§ **Given text**:
-- begin --

Denton: Magic Continue to Make Difference This Holiday Season

By John Denton
Nov. 28, 2013

ORLANDO – For 25 years, the Orlando Magic have been Central Florida’s only big-time professional sports franchise. But the Magic have always been so much more than just a pro organization that puts a basketball product on the floor and judges success by wins and losses.

The Magic are big-time difference-makers in their community. And in this season of giving, the Magic are all about giving back to those who need it the most. Why, in the past four years alone the Magic have donated more than $2 million to various homeless causes throughout Central Florida.

If you don’t believe that the Magic make a major impact in the community just take a visit to the Coalition for the Homeless of Central Florida on Thanksgiving morning. The scene there at the Coalition is equal parts gut-wrenching and heart-warming. On the one hand, you have desperate folks out of work and without shelter lined up out the door, down the street and around the corner in need of a good meal. On the other hand, there are hundreds of volunteers on hand willing to donate their time and money to make sure those in need can smile for at least one day.

-- end --

§ **Job 1**: In the listing, take the lines from the one holding "[locate] small red" through the end of the listing, inclusive, and rename "sign" to "placard"; return only those lines, with all else unchanged.
The article and the listing are unrelated material.

(Data items)
-- begin --

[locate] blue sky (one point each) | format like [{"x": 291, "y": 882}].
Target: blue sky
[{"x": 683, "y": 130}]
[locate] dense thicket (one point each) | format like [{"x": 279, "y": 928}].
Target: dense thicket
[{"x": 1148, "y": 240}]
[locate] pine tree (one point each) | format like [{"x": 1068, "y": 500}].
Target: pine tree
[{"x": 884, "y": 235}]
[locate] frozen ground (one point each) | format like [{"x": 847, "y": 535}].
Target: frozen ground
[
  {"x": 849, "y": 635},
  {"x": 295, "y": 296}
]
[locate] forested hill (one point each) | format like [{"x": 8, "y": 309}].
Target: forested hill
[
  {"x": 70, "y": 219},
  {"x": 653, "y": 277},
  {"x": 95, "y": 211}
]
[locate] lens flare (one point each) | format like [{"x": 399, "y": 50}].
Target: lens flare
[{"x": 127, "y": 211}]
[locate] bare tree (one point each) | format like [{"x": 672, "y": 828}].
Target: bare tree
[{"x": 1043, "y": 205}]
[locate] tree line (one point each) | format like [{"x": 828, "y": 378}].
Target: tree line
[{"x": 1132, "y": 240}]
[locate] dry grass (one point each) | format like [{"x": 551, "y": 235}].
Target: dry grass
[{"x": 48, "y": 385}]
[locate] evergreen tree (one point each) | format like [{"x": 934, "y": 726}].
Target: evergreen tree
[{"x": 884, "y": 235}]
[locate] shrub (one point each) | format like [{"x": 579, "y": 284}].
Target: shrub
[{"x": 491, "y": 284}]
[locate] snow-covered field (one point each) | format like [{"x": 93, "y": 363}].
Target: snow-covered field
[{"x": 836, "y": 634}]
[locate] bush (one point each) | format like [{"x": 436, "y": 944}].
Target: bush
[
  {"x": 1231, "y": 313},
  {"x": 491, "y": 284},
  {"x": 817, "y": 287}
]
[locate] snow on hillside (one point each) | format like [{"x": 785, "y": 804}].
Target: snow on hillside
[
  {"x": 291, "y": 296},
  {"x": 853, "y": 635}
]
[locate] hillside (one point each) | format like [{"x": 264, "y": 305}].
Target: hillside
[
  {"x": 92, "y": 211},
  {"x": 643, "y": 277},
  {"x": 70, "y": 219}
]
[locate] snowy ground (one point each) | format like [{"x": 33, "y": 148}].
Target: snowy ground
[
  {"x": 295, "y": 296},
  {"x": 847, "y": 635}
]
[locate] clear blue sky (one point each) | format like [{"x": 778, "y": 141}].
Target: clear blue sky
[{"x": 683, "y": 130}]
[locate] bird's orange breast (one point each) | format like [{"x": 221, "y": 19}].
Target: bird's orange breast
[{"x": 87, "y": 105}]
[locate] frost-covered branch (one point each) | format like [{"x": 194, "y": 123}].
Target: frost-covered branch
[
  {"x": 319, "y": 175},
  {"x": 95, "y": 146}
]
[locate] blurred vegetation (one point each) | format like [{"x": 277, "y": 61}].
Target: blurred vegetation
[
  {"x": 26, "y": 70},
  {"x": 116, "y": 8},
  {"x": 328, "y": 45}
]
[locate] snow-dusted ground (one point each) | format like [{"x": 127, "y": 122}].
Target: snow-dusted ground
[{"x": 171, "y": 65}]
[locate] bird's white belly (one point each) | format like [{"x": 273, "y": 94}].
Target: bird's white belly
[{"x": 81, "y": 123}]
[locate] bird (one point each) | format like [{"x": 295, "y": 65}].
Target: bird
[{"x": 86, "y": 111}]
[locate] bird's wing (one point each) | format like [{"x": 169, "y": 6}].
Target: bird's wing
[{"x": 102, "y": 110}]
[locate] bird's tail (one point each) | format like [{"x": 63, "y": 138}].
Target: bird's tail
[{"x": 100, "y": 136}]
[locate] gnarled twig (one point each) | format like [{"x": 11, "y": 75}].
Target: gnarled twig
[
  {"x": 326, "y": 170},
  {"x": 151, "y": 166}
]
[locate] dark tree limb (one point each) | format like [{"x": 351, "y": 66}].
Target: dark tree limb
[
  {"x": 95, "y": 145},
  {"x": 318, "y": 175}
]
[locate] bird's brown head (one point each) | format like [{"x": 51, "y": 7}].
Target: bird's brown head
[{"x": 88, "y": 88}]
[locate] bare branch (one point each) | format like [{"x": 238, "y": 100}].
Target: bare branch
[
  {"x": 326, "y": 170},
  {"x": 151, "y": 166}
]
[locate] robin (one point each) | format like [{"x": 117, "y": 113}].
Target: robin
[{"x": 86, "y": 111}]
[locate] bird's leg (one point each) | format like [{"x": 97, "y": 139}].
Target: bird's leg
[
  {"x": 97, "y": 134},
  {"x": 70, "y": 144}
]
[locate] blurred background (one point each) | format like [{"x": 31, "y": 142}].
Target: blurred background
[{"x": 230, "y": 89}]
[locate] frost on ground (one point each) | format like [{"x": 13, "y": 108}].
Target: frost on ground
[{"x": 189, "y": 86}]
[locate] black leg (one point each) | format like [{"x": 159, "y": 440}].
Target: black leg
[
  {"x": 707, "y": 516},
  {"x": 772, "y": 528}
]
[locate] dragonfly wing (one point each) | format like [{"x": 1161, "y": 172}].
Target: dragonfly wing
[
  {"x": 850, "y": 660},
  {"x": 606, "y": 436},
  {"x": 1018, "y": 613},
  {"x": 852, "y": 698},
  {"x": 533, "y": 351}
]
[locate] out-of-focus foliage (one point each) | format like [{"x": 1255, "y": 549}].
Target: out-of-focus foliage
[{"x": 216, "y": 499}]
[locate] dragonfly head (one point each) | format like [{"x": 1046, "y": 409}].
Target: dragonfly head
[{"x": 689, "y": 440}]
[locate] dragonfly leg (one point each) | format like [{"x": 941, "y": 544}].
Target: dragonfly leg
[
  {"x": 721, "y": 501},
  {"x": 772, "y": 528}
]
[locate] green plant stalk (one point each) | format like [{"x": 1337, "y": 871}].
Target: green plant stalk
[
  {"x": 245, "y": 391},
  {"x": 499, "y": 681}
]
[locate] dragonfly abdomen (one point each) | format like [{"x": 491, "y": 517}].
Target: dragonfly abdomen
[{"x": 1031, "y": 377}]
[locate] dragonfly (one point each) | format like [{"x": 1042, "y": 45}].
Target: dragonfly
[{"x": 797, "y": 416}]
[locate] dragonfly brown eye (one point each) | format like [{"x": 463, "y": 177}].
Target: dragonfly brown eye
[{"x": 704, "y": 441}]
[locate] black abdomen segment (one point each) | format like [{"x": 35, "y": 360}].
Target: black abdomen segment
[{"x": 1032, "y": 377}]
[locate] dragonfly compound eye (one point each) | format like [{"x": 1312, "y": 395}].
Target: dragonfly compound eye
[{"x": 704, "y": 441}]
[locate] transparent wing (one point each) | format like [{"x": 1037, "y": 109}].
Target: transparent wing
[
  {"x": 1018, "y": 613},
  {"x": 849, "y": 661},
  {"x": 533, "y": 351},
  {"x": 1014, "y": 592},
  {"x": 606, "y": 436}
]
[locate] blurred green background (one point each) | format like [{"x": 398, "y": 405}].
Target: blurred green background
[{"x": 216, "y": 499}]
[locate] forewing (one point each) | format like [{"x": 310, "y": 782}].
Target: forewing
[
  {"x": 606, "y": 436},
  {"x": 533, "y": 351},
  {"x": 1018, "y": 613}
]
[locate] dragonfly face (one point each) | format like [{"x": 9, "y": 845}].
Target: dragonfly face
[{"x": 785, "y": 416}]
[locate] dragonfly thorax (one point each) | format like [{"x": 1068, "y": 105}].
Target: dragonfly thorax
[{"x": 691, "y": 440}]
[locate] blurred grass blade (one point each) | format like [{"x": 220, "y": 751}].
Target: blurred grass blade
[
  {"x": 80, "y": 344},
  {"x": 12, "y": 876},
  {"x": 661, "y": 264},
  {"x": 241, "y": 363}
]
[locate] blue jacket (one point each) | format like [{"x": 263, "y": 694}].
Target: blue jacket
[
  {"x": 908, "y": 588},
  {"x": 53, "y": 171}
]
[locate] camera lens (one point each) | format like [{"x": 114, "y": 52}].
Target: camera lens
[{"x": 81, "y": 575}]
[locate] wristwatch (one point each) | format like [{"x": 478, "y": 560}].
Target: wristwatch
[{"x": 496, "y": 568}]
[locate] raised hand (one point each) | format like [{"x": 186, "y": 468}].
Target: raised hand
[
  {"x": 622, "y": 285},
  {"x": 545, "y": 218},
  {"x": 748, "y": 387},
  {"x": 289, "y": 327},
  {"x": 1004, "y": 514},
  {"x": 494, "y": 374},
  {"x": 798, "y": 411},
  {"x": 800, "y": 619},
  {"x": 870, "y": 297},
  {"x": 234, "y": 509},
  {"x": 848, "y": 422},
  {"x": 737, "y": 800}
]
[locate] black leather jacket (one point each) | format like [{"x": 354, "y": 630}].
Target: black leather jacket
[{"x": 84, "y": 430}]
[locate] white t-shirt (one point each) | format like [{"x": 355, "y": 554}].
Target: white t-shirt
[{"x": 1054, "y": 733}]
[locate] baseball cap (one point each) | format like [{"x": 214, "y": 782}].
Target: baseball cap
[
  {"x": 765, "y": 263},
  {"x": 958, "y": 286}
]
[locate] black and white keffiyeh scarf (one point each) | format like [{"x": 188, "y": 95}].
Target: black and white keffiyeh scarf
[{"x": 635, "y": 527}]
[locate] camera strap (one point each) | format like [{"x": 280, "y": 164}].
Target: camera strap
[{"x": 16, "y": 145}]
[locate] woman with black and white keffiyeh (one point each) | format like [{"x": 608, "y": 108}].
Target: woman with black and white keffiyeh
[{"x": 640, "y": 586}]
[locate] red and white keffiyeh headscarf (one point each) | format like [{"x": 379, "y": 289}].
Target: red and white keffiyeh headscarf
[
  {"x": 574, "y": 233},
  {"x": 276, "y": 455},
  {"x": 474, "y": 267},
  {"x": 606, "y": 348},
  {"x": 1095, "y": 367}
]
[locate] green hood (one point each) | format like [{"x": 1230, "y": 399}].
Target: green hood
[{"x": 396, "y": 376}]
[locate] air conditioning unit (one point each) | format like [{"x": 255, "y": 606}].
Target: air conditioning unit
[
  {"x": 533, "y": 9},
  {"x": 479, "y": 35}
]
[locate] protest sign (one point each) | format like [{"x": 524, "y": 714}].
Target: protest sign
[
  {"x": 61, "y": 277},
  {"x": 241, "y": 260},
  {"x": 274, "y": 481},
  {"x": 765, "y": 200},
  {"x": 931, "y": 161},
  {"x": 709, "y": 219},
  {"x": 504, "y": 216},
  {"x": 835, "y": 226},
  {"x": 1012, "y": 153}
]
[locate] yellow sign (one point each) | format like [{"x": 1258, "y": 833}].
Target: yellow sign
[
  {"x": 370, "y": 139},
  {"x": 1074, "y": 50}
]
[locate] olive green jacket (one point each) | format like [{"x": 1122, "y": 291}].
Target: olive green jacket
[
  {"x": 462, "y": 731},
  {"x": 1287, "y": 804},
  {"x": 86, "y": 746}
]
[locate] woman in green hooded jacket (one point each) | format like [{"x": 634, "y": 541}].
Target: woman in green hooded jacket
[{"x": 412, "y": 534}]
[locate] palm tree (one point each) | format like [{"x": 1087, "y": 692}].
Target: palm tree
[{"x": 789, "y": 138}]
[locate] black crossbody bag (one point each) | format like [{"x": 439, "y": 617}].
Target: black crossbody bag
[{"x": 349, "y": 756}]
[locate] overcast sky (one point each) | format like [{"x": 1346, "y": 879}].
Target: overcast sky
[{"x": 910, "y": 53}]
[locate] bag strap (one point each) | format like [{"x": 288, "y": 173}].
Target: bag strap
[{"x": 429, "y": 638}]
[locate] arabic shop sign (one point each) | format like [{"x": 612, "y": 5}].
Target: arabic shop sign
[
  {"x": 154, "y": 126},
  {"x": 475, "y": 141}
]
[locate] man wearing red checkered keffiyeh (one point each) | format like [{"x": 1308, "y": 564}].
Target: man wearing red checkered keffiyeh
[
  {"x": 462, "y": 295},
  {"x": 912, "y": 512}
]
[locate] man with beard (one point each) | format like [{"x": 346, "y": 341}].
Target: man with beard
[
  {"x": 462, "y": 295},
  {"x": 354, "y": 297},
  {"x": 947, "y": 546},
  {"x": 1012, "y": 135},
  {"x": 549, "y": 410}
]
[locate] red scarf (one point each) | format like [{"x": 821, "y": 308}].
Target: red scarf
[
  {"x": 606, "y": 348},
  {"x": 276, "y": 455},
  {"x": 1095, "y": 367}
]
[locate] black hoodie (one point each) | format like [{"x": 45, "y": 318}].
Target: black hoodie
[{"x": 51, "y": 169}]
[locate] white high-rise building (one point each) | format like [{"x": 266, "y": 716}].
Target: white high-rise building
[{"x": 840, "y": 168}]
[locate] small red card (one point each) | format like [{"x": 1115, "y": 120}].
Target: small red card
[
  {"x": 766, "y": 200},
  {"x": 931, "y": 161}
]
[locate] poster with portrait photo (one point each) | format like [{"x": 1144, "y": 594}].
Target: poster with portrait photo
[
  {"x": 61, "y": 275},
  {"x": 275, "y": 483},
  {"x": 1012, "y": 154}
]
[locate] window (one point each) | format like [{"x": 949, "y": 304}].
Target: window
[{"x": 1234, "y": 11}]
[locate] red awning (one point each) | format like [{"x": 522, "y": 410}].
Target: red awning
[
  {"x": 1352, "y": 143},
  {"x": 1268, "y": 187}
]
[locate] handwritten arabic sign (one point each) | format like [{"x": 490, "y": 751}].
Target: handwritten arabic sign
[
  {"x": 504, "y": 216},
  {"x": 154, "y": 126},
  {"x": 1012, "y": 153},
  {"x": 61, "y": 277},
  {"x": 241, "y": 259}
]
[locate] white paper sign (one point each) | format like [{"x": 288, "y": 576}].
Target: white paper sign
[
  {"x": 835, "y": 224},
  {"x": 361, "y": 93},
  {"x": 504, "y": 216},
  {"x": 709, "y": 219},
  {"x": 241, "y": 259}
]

-- end --

§ **Job 2**: Rewrite the paragraph of the Magic article that begins "If you don’t believe that the Magic" in a shorter form that keeps its main facts.

§ **Task output 1**:
[locate] small red card (one point each) | format like [{"x": 1115, "y": 120}].
Target: small red card
[
  {"x": 766, "y": 200},
  {"x": 931, "y": 161}
]
[locate] poster with portrait photo (one point each) | format like [{"x": 1144, "y": 594}].
Target: poster with portrait photo
[
  {"x": 61, "y": 275},
  {"x": 275, "y": 483},
  {"x": 1012, "y": 154}
]
[locate] window (one point each) | format like [{"x": 949, "y": 304}].
Target: window
[{"x": 1234, "y": 11}]
[locate] red awning (one point each) | format like [{"x": 522, "y": 410}].
Target: red awning
[
  {"x": 1352, "y": 143},
  {"x": 1268, "y": 187}
]
[locate] handwritten arabic placard (one point each) | format like [{"x": 490, "y": 751}].
Target: handwritten arabic placard
[
  {"x": 504, "y": 216},
  {"x": 154, "y": 126},
  {"x": 1012, "y": 153},
  {"x": 61, "y": 277},
  {"x": 241, "y": 259}
]
[locate] white paper placard (one point each) | format like [{"x": 288, "y": 576}].
Target: white paper placard
[
  {"x": 835, "y": 224},
  {"x": 361, "y": 93},
  {"x": 504, "y": 216},
  {"x": 709, "y": 219},
  {"x": 241, "y": 259}
]

§ **Task output 2**: To see the Magic's impact on the community, visit the Coalition for the Homeless of Central Florida on Thanksgiving morning. The scene is both gut-wrenching and heart-warming. Desperate people who are out of work and without shelter line up out the door and around the corner for a good meal. Hundreds of volunteers give their time and money so those in need can smile for at least one day.